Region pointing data
+ + + +
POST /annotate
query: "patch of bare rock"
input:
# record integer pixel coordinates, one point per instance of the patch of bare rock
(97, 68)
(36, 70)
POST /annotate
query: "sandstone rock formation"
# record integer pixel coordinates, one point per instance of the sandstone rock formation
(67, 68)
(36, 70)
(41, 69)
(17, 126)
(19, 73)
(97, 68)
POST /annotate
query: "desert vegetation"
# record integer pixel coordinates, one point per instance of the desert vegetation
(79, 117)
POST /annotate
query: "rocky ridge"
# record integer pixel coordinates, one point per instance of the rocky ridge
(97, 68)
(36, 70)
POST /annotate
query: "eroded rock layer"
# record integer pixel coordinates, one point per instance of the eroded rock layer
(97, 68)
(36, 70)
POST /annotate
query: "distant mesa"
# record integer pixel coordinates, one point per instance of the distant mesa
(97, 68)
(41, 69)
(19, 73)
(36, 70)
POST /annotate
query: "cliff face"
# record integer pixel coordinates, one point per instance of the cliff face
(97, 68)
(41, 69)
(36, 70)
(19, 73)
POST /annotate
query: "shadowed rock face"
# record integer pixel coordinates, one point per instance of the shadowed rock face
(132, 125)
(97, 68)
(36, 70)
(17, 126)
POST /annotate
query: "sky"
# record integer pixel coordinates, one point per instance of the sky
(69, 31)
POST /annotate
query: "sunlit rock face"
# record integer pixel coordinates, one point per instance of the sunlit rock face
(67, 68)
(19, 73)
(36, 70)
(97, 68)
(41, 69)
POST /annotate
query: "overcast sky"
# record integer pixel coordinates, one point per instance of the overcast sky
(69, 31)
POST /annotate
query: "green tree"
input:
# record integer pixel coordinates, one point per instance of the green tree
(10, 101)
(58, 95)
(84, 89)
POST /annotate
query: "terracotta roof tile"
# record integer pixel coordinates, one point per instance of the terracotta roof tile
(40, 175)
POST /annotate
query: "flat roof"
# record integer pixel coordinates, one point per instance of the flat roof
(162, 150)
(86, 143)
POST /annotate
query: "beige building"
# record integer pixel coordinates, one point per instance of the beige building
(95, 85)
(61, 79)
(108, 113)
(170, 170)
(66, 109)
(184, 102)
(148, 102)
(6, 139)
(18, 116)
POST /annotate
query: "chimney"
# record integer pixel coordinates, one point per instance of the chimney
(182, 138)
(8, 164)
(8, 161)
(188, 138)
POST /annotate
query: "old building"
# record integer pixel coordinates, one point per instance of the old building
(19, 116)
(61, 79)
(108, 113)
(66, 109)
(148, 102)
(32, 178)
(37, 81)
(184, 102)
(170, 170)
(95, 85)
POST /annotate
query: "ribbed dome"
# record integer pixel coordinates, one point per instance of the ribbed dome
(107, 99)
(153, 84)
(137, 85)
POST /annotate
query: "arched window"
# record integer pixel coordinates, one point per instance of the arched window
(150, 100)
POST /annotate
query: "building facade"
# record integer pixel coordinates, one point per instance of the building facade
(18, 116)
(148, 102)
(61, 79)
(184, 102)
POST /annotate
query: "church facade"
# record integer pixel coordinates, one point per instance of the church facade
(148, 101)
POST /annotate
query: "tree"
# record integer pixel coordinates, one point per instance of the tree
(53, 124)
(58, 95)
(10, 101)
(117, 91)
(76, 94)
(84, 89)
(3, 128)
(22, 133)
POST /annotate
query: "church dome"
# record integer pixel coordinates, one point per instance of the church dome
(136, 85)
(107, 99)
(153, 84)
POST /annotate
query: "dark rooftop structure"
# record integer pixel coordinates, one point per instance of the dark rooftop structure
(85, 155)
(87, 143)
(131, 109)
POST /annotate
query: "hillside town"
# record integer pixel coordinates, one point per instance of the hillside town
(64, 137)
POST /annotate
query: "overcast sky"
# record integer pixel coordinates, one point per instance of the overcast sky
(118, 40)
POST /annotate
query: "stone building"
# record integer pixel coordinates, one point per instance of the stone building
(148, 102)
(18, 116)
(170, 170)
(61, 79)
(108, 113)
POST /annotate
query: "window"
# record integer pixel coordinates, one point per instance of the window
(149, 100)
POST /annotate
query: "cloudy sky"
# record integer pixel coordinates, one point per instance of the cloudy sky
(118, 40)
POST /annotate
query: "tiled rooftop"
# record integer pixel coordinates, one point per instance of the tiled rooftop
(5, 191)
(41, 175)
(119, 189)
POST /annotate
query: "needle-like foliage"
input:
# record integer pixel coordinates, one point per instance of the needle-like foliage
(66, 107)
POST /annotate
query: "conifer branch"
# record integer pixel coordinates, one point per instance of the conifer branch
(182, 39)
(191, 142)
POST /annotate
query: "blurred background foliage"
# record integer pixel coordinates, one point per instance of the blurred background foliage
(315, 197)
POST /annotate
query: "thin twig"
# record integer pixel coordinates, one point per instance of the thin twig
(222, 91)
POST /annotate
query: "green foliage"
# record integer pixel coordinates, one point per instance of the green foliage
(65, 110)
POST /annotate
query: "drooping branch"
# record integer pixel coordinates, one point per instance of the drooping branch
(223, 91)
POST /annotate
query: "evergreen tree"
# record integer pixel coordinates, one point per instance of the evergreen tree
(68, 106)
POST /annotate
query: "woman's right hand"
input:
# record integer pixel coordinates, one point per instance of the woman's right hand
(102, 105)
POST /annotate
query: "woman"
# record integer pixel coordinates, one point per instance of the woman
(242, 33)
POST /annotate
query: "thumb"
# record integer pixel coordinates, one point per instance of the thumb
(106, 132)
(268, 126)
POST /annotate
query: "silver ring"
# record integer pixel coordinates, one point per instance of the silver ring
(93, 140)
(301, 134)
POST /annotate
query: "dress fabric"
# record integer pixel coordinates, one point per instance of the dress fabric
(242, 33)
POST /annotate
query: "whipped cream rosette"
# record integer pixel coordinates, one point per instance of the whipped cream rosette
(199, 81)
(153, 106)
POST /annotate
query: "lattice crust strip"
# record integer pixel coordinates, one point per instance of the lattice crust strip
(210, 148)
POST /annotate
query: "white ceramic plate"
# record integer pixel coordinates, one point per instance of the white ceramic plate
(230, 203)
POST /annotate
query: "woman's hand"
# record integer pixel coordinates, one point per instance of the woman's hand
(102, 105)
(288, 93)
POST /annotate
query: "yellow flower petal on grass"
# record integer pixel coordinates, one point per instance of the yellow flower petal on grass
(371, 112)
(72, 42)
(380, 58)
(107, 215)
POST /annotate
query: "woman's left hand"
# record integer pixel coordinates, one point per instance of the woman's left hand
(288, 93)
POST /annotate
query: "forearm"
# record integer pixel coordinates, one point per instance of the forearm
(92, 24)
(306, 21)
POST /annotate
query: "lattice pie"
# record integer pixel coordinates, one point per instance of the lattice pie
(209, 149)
+ + + +
▶ **ABOUT THIS EXERCISE**
Each line above must be retyped exactly.

▶ **ANSWER SPACE**
POST /annotate
query: "patch of bare rock"
input:
# record integer pixel coordinates, one point per instance of the patch of bare rock
(97, 68)
(36, 70)
POST /annotate
query: "sandstone rock formation"
# record integer pixel coordinates, one point per instance of the sandstone rock formation
(67, 68)
(36, 70)
(41, 69)
(17, 126)
(19, 73)
(97, 68)
POST /annotate
query: "desert vegetation"
# record integer pixel coordinates, one point per instance of the desert vegetation
(79, 117)
POST /annotate
query: "rocky ridge"
# record integer pixel coordinates, one point per instance of the rocky ridge
(97, 68)
(36, 70)
POST /annotate
query: "eroded rock layer"
# record integer pixel coordinates, one point per instance of the eroded rock layer
(97, 68)
(36, 70)
POST /annotate
query: "distant mesa"
# record integer pixel coordinates, one point per instance of the distant mesa
(97, 68)
(41, 69)
(19, 73)
(36, 70)
POST /annotate
query: "cliff face"
# record integer pixel coordinates, one point per instance of the cliff face
(97, 68)
(41, 69)
(36, 70)
(19, 73)
POST /annotate
query: "shadowed rock face"
# record integer pixel coordinates, one point per instance of the shadowed rock face
(132, 125)
(97, 68)
(36, 70)
(17, 126)
POST /annotate
query: "sky"
# record integer pixel coordinates, one point per instance of the sky
(69, 31)
POST /annotate
query: "sunlit rock face"
# record integer pixel coordinates, one point per instance of the sunlit rock face
(67, 68)
(19, 73)
(36, 70)
(97, 68)
(41, 69)
POST /annotate
query: "overcast sky"
# record integer pixel coordinates, one point per instance of the overcast sky
(69, 31)
POST /annotate
query: "green tree"
input:
# record integer pixel coordinates, one point per instance of the green tree
(10, 101)
(58, 95)
(84, 89)
POST /annotate
query: "terracotta roof tile"
# record integer pixel coordinates, one point per instance of the terracotta roof tile
(40, 175)
POST /annotate
query: "flat roof"
# record integer pixel coordinates, one point per instance of the flat roof
(162, 150)
(86, 143)
POST /annotate
query: "beige building"
# record integer pixel coordinates, one point per instance of the beige building
(95, 85)
(61, 79)
(108, 113)
(170, 170)
(66, 109)
(184, 102)
(148, 102)
(6, 139)
(18, 116)
POST /annotate
query: "chimney"
# record integer pixel coordinates, one point per instance of the chimney
(182, 138)
(8, 164)
(8, 161)
(188, 138)
POST /annotate
query: "old building"
# record integer pixel coordinates, one point per instance of the old building
(19, 116)
(61, 79)
(108, 113)
(66, 109)
(148, 102)
(32, 178)
(37, 81)
(184, 102)
(170, 170)
(95, 85)
POST /annotate
query: "ribbed dome"
# record integer pixel coordinates, one point per instance of the ribbed dome
(107, 99)
(153, 84)
(137, 85)
POST /annotate
query: "arched window"
# record integer pixel coordinates, one point per instance of the arched window
(150, 100)
POST /annotate
query: "building facade"
# record integer pixel coordinates, one point per instance of the building facade
(18, 116)
(148, 102)
(61, 79)
(184, 102)
POST /annotate
query: "church facade"
# record integer pixel coordinates, one point per instance of the church facade
(148, 101)
POST /annotate
query: "tree"
# record integer pixel coordinates, one point per instance of the tree
(53, 124)
(58, 95)
(10, 101)
(117, 91)
(76, 94)
(84, 89)
(3, 128)
(22, 133)
POST /annotate
query: "church dome"
# record integer pixel coordinates, one point per instance of the church dome
(136, 85)
(107, 99)
(153, 84)
POST /annotate
query: "dark rooftop structure"
# record integer pixel coordinates, one point per instance of the dark rooftop structure
(85, 155)
(87, 143)
(131, 109)
POST /annotate
query: "hillside town"
# record integer pixel coordinates, one point per instance of the hillside town
(64, 137)
POST /annotate
query: "overcast sky"
# record integer pixel coordinates, one point per instance of the overcast sky
(118, 40)
POST /annotate
query: "stone building"
# record integer pixel coordinates, one point per instance of the stone building
(148, 102)
(18, 116)
(170, 170)
(61, 79)
(108, 113)
POST /annotate
query: "window"
# record integer pixel coordinates, one point per instance of the window
(149, 100)
POST /annotate
query: "cloudy sky"
# record integer pixel coordinates, one point per instance of the cloudy sky
(118, 40)
POST /annotate
query: "tiled rooftop"
# record integer pixel coordinates, one point per instance of the tiled rooftop
(5, 191)
(41, 175)
(119, 189)
POST /annotate
query: "needle-like foliage"
input:
# record integer pixel coordinates, one point per instance of the needle-like foliage
(66, 107)
POST /annotate
query: "conifer branch"
# record integer pixel coordinates, one point per instance of the conifer branch
(182, 39)
(191, 142)
POST /annotate
query: "blurred background foliage"
# record integer pixel coordinates, one point per instance of the blurred background foliage
(315, 197)
POST /annotate
query: "thin twig"
# record integer pixel coordinates, one point per instance of the thin twig
(222, 91)
POST /annotate
query: "green foliage"
# record integer pixel coordinates, one point per instance of the green foliage
(65, 110)
POST /annotate
query: "drooping branch"
# record integer pixel coordinates, one point per instance of the drooping branch
(223, 91)
POST /annotate
query: "evergreen tree"
# record integer pixel coordinates, one point per instance of the evergreen tree
(68, 106)
POST /annotate
query: "woman's right hand"
input:
# record integer pixel coordinates, one point per instance of the woman's right hand
(102, 105)
POST /annotate
query: "woman"
# record integer pixel coordinates, one point per instance of the woman
(242, 33)
POST /annotate
query: "thumb"
# record integer pixel coordinates, one point per instance of the thumb
(106, 132)
(268, 126)
POST /annotate
query: "silver ring"
# record integer pixel coordinates, one point per instance of the silver ring
(93, 140)
(301, 134)
POST /annotate
query: "dress fabric"
# record integer pixel coordinates, one point per instance of the dress fabric
(242, 33)
POST /annotate
query: "whipped cream rosette"
# record integer pixel coordinates, one point per instance of the whipped cream rosette
(199, 81)
(153, 106)
POST /annotate
query: "lattice crust strip"
# record integer pixel coordinates, one point per instance of the lattice crust strip
(210, 148)
POST /annotate
query: "white ceramic plate"
# record integer pixel coordinates, one point per instance of the white ceramic plate
(230, 203)
POST /annotate
query: "woman's hand"
# record integer pixel coordinates, one point per instance of the woman's hand
(102, 105)
(288, 93)
POST /annotate
query: "yellow flower petal on grass"
# record integer pixel coordinates, one point per instance of the yellow flower petal on grass
(371, 112)
(72, 42)
(380, 58)
(107, 215)
POST /annotate
query: "woman's left hand"
# record integer pixel coordinates, one point per instance of the woman's left hand
(288, 93)
POST /annotate
query: "forearm"
# record integer pixel coordinates, one point per instance of the forearm
(92, 24)
(306, 21)
POST /annotate
query: "lattice pie"
# record integer pixel coordinates, one point per instance of the lattice pie
(209, 149)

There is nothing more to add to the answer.